### [Exercise prompt]
Edit the data, starting at its beginning and ending at the line that contains "23L54 19L52 14L42": replace "every instance" with "all instances" and leave everything else unchanged. Leave the pictures out of the result.

━━━ Extracted information ━━━

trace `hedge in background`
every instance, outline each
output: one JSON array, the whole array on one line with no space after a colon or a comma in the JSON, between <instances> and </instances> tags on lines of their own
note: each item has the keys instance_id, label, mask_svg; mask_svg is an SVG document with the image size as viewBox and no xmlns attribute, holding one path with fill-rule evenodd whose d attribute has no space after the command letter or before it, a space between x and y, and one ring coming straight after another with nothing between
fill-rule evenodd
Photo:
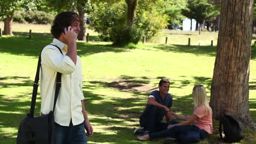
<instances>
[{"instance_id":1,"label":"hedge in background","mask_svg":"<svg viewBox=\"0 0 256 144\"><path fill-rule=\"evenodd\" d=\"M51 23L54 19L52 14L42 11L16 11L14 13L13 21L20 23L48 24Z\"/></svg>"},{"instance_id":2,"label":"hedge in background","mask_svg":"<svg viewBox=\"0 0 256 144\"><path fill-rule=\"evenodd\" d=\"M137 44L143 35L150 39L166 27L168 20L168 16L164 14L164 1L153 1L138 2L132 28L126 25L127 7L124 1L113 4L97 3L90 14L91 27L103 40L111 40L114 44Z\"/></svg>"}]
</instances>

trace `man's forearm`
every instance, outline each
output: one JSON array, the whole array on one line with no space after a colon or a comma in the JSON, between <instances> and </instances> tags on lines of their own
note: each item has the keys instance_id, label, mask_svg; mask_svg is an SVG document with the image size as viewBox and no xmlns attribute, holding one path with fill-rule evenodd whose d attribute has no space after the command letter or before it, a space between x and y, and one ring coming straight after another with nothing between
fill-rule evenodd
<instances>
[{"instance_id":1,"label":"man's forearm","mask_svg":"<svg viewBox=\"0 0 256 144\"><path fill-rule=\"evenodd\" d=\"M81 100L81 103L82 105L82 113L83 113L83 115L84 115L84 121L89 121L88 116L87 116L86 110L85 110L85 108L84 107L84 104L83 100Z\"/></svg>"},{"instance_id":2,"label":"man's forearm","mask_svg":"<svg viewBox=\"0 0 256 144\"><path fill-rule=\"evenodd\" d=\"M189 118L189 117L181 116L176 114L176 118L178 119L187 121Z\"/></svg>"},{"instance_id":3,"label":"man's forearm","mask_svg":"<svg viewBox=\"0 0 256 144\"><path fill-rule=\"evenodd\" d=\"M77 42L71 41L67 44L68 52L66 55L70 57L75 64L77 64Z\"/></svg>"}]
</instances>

━━━

### [Reply]
trace `hedge in background`
all instances, outline each
output: one JSON array, the whole array on one line with no space after a colon or a comma in the JSON, between <instances> and </instances> tags on lines of their own
note: each item has the keys instance_id, label, mask_svg; mask_svg is an SVG document with the image size as viewBox and no xmlns attribute, holding one path with fill-rule evenodd whose d attribute has no space after the command letter or before it, a space between x and y, and one ring coming straight after another with nothing between
fill-rule evenodd
Photo:
<instances>
[{"instance_id":1,"label":"hedge in background","mask_svg":"<svg viewBox=\"0 0 256 144\"><path fill-rule=\"evenodd\" d=\"M51 23L54 19L52 14L42 11L16 11L14 13L13 21L20 23L48 24Z\"/></svg>"},{"instance_id":2,"label":"hedge in background","mask_svg":"<svg viewBox=\"0 0 256 144\"><path fill-rule=\"evenodd\" d=\"M137 44L143 35L150 39L166 27L168 20L168 16L164 14L164 1L153 1L138 2L132 28L126 25L127 7L124 1L113 4L97 3L90 14L91 27L103 40L111 40L114 44Z\"/></svg>"}]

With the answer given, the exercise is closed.